* Start *

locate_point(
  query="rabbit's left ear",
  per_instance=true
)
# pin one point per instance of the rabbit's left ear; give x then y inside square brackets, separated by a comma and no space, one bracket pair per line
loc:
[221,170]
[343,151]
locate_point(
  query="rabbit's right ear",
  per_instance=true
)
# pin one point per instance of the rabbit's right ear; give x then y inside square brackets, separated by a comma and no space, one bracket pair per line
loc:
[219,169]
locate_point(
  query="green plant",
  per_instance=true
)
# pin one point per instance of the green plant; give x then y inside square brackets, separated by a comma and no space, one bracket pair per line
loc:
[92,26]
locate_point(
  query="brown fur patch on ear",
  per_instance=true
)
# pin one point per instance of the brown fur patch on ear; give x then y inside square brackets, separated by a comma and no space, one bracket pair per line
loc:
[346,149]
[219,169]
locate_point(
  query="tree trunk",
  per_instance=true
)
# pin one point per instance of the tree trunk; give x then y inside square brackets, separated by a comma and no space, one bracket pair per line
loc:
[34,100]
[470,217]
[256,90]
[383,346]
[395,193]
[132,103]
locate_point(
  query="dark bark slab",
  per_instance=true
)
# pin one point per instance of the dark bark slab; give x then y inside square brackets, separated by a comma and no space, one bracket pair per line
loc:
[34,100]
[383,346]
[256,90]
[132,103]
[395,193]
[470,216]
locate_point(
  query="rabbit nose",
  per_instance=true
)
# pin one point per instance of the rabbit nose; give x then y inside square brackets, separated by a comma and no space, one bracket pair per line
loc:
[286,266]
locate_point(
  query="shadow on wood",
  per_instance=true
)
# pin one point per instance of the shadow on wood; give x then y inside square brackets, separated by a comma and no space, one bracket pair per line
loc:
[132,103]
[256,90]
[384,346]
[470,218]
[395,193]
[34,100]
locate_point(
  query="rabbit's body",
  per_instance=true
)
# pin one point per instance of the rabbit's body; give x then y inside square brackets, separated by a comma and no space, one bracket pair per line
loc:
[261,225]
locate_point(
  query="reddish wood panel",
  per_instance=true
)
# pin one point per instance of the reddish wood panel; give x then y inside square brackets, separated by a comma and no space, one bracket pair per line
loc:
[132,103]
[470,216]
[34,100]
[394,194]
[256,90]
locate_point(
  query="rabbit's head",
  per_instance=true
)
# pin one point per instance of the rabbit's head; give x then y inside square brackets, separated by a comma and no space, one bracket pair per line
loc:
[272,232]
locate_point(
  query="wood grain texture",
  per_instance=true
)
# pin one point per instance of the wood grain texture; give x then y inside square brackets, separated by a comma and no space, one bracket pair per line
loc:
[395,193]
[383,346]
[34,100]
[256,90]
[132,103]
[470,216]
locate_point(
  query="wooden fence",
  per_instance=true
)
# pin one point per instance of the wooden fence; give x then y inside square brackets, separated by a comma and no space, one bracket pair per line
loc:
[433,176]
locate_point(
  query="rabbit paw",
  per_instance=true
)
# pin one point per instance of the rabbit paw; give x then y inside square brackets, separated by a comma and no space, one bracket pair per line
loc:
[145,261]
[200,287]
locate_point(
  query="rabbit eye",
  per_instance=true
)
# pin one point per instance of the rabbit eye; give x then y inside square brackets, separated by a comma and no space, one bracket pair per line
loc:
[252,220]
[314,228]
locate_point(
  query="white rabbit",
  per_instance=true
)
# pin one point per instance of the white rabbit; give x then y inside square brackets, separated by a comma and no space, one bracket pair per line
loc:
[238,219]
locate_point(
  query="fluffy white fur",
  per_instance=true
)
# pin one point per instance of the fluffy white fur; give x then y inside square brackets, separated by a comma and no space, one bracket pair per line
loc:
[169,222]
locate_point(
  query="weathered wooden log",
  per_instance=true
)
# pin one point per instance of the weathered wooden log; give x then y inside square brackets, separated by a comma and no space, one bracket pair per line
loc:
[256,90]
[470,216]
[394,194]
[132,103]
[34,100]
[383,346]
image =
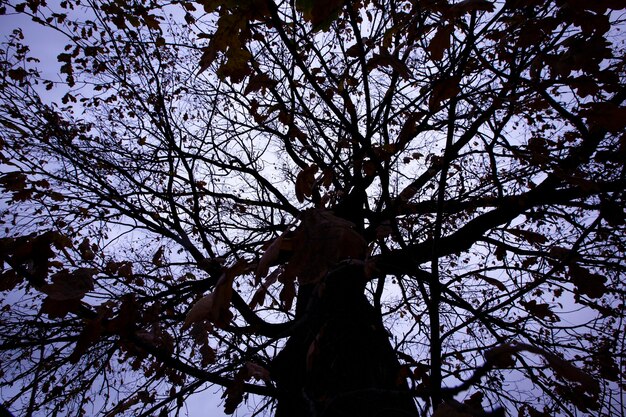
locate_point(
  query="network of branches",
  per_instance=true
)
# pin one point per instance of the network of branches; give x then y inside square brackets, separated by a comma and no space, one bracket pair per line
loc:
[176,178]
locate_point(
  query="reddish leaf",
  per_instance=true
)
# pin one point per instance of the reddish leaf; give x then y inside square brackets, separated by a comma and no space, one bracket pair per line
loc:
[70,286]
[591,285]
[157,258]
[259,82]
[85,250]
[440,42]
[606,116]
[492,281]
[304,182]
[320,13]
[215,307]
[527,235]
[541,310]
[568,371]
[385,59]
[468,6]
[443,89]
[9,280]
[287,294]
[56,309]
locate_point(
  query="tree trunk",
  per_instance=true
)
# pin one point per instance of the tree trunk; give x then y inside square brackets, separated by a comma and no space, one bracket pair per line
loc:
[339,361]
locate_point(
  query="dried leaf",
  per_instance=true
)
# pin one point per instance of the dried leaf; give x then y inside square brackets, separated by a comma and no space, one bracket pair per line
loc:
[568,371]
[443,89]
[70,286]
[85,250]
[305,182]
[287,295]
[259,82]
[468,6]
[157,258]
[215,307]
[541,310]
[527,235]
[492,281]
[321,13]
[440,42]
[587,283]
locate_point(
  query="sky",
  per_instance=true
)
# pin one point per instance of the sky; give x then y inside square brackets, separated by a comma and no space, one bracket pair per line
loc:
[45,44]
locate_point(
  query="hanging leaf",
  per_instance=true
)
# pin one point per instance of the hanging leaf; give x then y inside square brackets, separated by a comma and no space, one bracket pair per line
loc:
[496,283]
[321,13]
[215,307]
[259,82]
[157,258]
[440,42]
[540,310]
[85,250]
[468,6]
[305,182]
[443,89]
[587,283]
[527,235]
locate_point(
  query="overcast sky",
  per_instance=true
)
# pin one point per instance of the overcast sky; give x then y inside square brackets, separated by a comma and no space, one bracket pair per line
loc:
[45,44]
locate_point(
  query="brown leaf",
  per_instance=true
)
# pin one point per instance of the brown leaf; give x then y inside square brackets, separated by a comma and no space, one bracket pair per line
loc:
[85,250]
[259,296]
[501,357]
[440,42]
[443,89]
[587,283]
[492,281]
[287,294]
[157,258]
[9,280]
[259,82]
[606,116]
[527,235]
[56,309]
[385,59]
[304,182]
[541,310]
[468,6]
[321,13]
[215,307]
[70,286]
[568,371]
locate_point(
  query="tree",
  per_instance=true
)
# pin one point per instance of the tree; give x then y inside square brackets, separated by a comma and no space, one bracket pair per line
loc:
[345,208]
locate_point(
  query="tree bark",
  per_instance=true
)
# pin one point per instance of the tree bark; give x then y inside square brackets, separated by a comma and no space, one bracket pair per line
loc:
[339,361]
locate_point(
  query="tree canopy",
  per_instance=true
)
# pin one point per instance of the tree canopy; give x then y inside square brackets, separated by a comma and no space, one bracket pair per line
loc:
[371,207]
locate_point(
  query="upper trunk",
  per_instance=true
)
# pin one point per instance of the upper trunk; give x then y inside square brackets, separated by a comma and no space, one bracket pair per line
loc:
[339,361]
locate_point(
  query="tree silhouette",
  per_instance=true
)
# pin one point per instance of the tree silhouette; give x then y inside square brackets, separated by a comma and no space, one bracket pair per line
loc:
[371,208]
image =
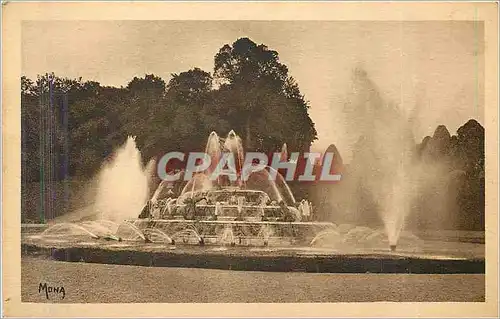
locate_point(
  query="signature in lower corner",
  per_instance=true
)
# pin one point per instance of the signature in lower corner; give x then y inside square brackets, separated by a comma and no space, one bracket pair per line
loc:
[50,291]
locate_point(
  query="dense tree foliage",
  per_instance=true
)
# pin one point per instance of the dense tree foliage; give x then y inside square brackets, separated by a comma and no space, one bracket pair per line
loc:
[76,124]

* End *

### Exercise goal
Go through the material above and print all of it exactly, except the pictures.

### Task answer
locate_point(
  query="rabbit's left ear",
  per_instance=true
)
# pin one point per instance of the rabbit's left ear; give x then y inside square brackets, separated by a comma and no space, one bracket pair per line
loc:
[221,170]
[343,151]
locate_point(
  query="rabbit's right ear",
  per_instance=true
)
# pin one point per instance of the rabbit's right ear; give x then y inside square brackets, separated by a comma and no space, one bracket pair per line
loc:
[219,169]
locate_point(
  query="green plant",
  per_instance=true
)
# pin one point per instance of the green plant; give x then y inside square brackets, separated by a comma and no space, one bracket pair per line
loc:
[92,26]
locate_point(
  query="brown fur patch on ear",
  per_instance=true
)
# pin one point per instance of the brown fur patch on ear; give x then y inside square brackets, separated by a comma and no space, one bracket pair per line
loc:
[346,149]
[219,169]
locate_point(
  query="tree trunk",
  per_instance=true
)
# pin one point per instance of the tree trunk; give x then y inside square brackets, separated by a comma and no space, one bracket pair per line
loc:
[34,100]
[470,217]
[256,90]
[383,346]
[395,193]
[132,103]
locate_point(
  query="dark bark slab",
  per_instance=true
)
# pin one point per instance of the dark bark slab; give x then y inside square brackets, separated by a comma and no space, one bracket pair per line
loc:
[34,100]
[383,346]
[256,90]
[132,103]
[395,193]
[470,216]
locate_point(
  query="rabbit nose",
  per_instance=true
)
# pin one point per instance of the rabbit nose; give x then y inside square brackets, separated by a comma and no space, one bracket pair per line
loc:
[286,266]
locate_point(
  query="shadow on wood",
  per_instance=true
)
# pin one point per instance of the shadow on wood; give x then y inside square brackets, separated by a comma and no space, one bracket pair per line
loc:
[132,103]
[256,90]
[384,346]
[470,218]
[395,193]
[34,100]
locate_point(
  query="rabbit's body",
  per_instance=true
)
# pin one point per instance of the rabbit's body; give x then y inside square brackets, separated by a comma and no space, one bracket pair per line
loc:
[261,225]
locate_point(
  query="reddish wood panel",
  per_instance=true
)
# pin one point per instance of the reddish wood panel; give x then y inside square brackets, separated by a comma and no space, one bracket pair per line
loc:
[132,103]
[470,216]
[34,100]
[394,194]
[256,90]
locate_point(
  query="rabbit's head",
  per_instance=true
)
# pin one point per instance of the rabbit's head; give x then y inside square brackets, separated by a comma and no space, one bracket pair per line
loc:
[272,232]
locate_point(
  query="wood grain texture",
  per_instance=true
)
# pin one point per instance of the wood grain texture; give x then y inside square brackets, separated by a comma and no space, one bracket pair per line
loc:
[395,193]
[383,346]
[34,100]
[256,90]
[132,103]
[470,216]
locate_point(
  query="wooden fence",
  per_instance=true
)
# pin one point per instance of the wooden fence; give x then y inside square brackets, separated by a comma and no space, one bracket pair per line
loc:
[433,176]
locate_point(
  query="rabbit paw",
  per_instance=true
)
# pin one point per instance of the rabbit paw; give x then y inside square brackets, separated by a comma and no space, one bracket pair per line
loc:
[145,261]
[200,287]
locate_point(
  query="rabbit eye",
  per_instance=true
)
# pin one point per instance of the rabbit eye; give x then y inside square brackets, separated by a comma and no space, one bracket pair per line
loc:
[252,220]
[314,228]
locate_point(
  query="white rabbit",
  per_instance=true
)
# pin one point per instance of the white rabbit; give x then y inside square brackets, separated by a comma and no space, one bracket pair per line
loc:
[238,219]
locate_point(
  query="fluffy white fur",
  per_instance=true
)
# pin one point per instance of the fluffy white fur; give x then y inside square brackets, separated by a comma and no space, one bracket pair per line
loc:
[169,222]
locate_point(
  query="weathered wooden log",
  per_instance=true
)
# pin one point per instance of the weathered wooden log; give x then y inside square brackets, separated by a comma and no space, one bracket pair per line
loc:
[256,90]
[470,216]
[394,194]
[132,103]
[34,100]
[383,346]
image =
locate_point(
  query="network of branches",
  per_instance=true
)
# pin one point per instance of the network of branches; give x then y inside square brackets, separated by a comma and no space, one bracket pair per line
loc:
[176,178]
locate_point(
  query="reddish leaf",
  per_instance=true
)
# pin one point per instance of the reddish leaf; give x then y inside square brackets, separated by a comma and no space, one bracket pair per line
loc:
[70,286]
[591,285]
[157,258]
[259,82]
[85,250]
[440,42]
[606,116]
[492,281]
[304,182]
[320,13]
[215,307]
[527,235]
[541,310]
[568,371]
[385,59]
[468,6]
[443,89]
[9,280]
[287,294]
[56,309]
locate_point(
  query="tree trunk",
  per_instance=true
)
# pin one point per instance of the tree trunk; give x then y inside square brackets, separated by a comma and no space, one bracket pair per line
loc:
[339,361]
locate_point(
  query="dried leaf",
  per_instance=true
)
# pin one point per instance of the dried leaf; give x then y inside square brackets, separated by a comma and no space, one bracket pair per line
loc:
[568,371]
[443,89]
[70,286]
[85,250]
[305,182]
[287,295]
[259,82]
[468,6]
[157,258]
[215,307]
[541,310]
[527,235]
[492,281]
[321,13]
[440,42]
[587,283]
locate_point(
  query="sky",
  per_instance=true
)
# pin one point per instance of the sky; give x then y inside square brackets, separated by a comma and no space, one bracket pair per line
loc:
[45,44]
locate_point(
  query="hanging leaf",
  per_instance=true
)
# pin one point per instance of the hanging leaf; give x then y inside square brackets, separated by a comma and no space, one bracket pair per line
loc:
[496,283]
[321,13]
[215,307]
[259,82]
[157,258]
[440,42]
[540,310]
[85,250]
[468,6]
[305,182]
[443,89]
[587,283]
[527,235]
locate_point(
  query="overcast sky",
  per_instance=true
)
# pin one point per instance of the overcast sky; give x then y inside square brackets, separated by a comma and no space, one bracket pair per line
loc:
[45,44]
locate_point(
  query="brown leaf",
  per_instance=true
)
# pin one point per instance of the brown leaf; give x then y inside square brackets, separated by a comma and no space, one bracket pair per line
loc:
[85,250]
[259,296]
[501,357]
[440,42]
[443,89]
[587,283]
[492,281]
[287,294]
[157,258]
[9,280]
[259,82]
[606,116]
[527,235]
[56,309]
[385,59]
[304,182]
[541,310]
[468,6]
[321,13]
[215,307]
[70,286]
[568,371]
locate_point(
  query="tree",
  per_instance=true
)
# pin one point per instance of the tree; give x then y inside square brackets, separated by a comma and no space, one bracket pair per line
loc:
[345,208]
locate_point(
  query="tree bark",
  per_instance=true
)
# pin one point per instance of the tree bark; give x then y inside square brackets, separated by a comma and no space, one bracket pair per line
loc:
[339,361]
locate_point(
  query="tree canopy",
  per_instance=true
)
# pin one point per instance of the tree canopy; give x then y inside square brackets, separated by a comma and no space, one bracket pair per line
loc:
[371,207]
locate_point(
  query="upper trunk",
  per_instance=true
)
# pin one point per instance of the upper trunk; give x then y inside square brackets, separated by a comma and no space, one bracket pair per line
loc:
[339,361]
locate_point(
  query="tree silhouette",
  per_instance=true
)
# pin one point per instance of the tree silhouette; give x then y inside square brackets, separated by a comma and no space, one bracket pair per line
loc:
[371,208]
image =
locate_point(
  query="signature in lower corner",
  per_instance=true
)
# pin one point per instance of the signature in lower corner; give x then y inside square brackets, separated by a comma and no space, one bracket pair per line
loc:
[50,291]
locate_point(
  query="dense tree foliage",
  per_instance=true
)
# pin one point per instance of the dense tree foliage; give x then y inside square brackets, separated by a comma and no space, one bracket pair per line
loc:
[76,124]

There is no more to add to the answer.